▶ [REQUIRED WORK]: Reproduce the listing below in full and without alteration, apart from its pictures.

▶ [DATASET EXTRACT]:
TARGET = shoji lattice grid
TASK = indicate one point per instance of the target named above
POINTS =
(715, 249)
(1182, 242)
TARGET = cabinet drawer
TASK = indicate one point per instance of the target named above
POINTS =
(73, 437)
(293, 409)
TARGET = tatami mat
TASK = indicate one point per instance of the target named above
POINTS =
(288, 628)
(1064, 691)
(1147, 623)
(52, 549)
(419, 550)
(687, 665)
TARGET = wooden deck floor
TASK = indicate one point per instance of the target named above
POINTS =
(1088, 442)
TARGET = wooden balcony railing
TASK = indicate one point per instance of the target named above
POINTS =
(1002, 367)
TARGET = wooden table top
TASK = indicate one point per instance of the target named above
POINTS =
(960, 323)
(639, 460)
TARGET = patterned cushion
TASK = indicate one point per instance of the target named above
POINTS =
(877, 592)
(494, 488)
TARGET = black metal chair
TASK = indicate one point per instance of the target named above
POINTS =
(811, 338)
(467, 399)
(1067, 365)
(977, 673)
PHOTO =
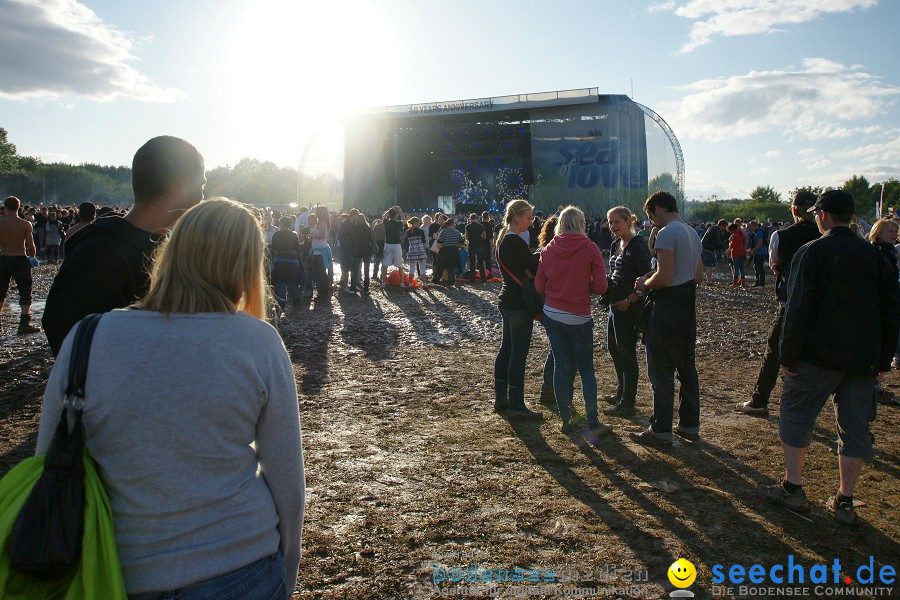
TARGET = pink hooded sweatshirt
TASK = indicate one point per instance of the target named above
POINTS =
(571, 269)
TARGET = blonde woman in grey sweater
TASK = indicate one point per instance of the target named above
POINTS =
(191, 416)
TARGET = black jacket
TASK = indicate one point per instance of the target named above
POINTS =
(790, 240)
(106, 267)
(514, 256)
(635, 263)
(843, 306)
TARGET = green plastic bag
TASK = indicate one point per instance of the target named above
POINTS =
(97, 576)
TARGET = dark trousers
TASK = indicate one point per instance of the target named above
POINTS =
(509, 367)
(621, 341)
(770, 369)
(355, 263)
(759, 267)
(671, 344)
(476, 260)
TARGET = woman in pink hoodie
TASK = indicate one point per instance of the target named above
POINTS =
(571, 269)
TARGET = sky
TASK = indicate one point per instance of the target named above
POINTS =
(780, 93)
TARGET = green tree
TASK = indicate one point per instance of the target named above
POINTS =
(865, 196)
(9, 159)
(765, 194)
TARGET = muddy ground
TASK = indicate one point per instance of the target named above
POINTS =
(411, 476)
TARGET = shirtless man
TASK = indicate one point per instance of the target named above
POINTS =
(16, 245)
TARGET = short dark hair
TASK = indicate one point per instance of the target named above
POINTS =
(161, 162)
(663, 199)
(87, 211)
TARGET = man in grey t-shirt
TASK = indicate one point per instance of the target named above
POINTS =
(672, 334)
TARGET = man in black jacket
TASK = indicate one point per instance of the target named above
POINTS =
(838, 337)
(106, 265)
(783, 245)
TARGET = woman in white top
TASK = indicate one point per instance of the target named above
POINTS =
(191, 416)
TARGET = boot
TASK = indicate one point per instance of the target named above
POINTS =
(548, 397)
(501, 398)
(25, 326)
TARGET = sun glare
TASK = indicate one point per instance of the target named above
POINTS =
(296, 67)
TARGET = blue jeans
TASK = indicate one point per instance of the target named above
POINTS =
(262, 580)
(739, 265)
(671, 343)
(355, 262)
(287, 274)
(621, 341)
(509, 368)
(573, 347)
(759, 268)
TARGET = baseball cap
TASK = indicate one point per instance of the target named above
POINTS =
(838, 202)
(803, 199)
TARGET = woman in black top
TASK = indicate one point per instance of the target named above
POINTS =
(629, 259)
(516, 263)
(286, 270)
(448, 256)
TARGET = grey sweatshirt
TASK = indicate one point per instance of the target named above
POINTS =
(194, 425)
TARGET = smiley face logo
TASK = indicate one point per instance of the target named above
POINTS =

▶ [SOLUTION BELOW]:
TARGET = shoji lattice grid
TASK = indicate one point per instance of the target named above
POINTS =
(715, 249)
(1182, 242)
TARGET = cabinet drawer
TASK = indicate one point per instance of the target named above
POINTS =
(73, 437)
(293, 409)
TARGET = tatami mat
TASK = indicate one point per instance of the target named above
POINTS =
(288, 628)
(1064, 691)
(1147, 623)
(52, 549)
(419, 550)
(687, 665)
TARGET = wooden deck floor
TASK = indicate one point per instance of the target named above
POINTS =
(1088, 442)
TARGET = wooden balcony railing
TASK = indicate one point per instance of the target named above
POINTS =
(1002, 367)
TARGET = wooden table top
TASK = indicate one point per instance of the target named above
POINTS =
(960, 323)
(639, 460)
TARGET = patterned cushion
TASK = indicate one point per instance of the target named above
POINTS =
(877, 592)
(494, 488)
TARGET = black metal chair
TASK = indicate one point per instance of the target named above
POINTS =
(811, 338)
(467, 399)
(1067, 365)
(977, 673)
PHOTO =
TARGET = pink hooded sweatshirt
TASK = indicate one point per instance of the target named above
POINTS =
(571, 269)
TARGET = blonde woman in grey sweater
TASK = indicate one point per instance of the target named above
POINTS =
(191, 416)
TARGET = black jacket
TASK = indicate one point per instance of the target named above
POINTS =
(790, 240)
(106, 267)
(514, 256)
(635, 263)
(843, 306)
TARGET = green plastic bag
TASK = indicate one point per instance of the target named above
POINTS =
(97, 576)
TARGET = dark trousers
TASK = indicate one point per instance of the target named above
POINTS =
(509, 367)
(621, 341)
(770, 369)
(355, 263)
(759, 267)
(671, 344)
(476, 260)
TARGET = woman in pink hoodie
TASK = indicate one point per instance of the target named above
POINTS =
(571, 269)
TARGET = sky
TASK = indicate one point per instance of the target named above
POINTS =
(780, 93)
TARGET = green tree
TASK = indicate one point per instance of the target named above
POINTS =
(865, 196)
(9, 159)
(765, 194)
TARGET = muddy ground
TASK = indicate one point per instance of the target named above
POINTS =
(411, 476)
TARGET = shirtless man
TASK = indicate one point per instance of the target named above
POINTS =
(16, 245)
TARGET = short dark hair
TASK = indicate one point per instance of the target named above
POINTS =
(161, 162)
(663, 199)
(87, 211)
TARGET = man in grey t-shirt
TASK = indicate one point per instance of the target named above
POINTS =
(672, 334)
TARGET = man in black jacket
TASK = indicate one point per instance of the target named above
POINTS =
(838, 337)
(106, 265)
(783, 245)
TARGET = woman in white top
TASK = indicate one point per instance of the target named above
POINTS =
(191, 416)
TARGET = boot
TASK = indicate one point per instance of the target named above
POINTS =
(548, 397)
(501, 398)
(25, 326)
TARGET = sun glare
TASK = indicate one point per instance of the target named above
POINTS =
(296, 67)
TARGET = blue jeans
TASK = indicate one point per instance of the target named above
POINTS =
(262, 580)
(739, 265)
(671, 343)
(355, 262)
(287, 274)
(621, 341)
(509, 368)
(573, 347)
(759, 268)
TARGET = baseball cap
TASK = indicate one point per instance of the target named above
POINTS =
(838, 202)
(803, 199)
TARGET = woman in black top
TASK = indicate one point per instance of the target named above
POINTS =
(629, 259)
(516, 263)
(286, 270)
(448, 256)
TARGET = grey sweatshirt
TASK = indicate one point per instance of the target named above
POINTS =
(194, 425)
TARGET = smiley face logo
TASK = indicate one point per instance of the target named above
POINTS =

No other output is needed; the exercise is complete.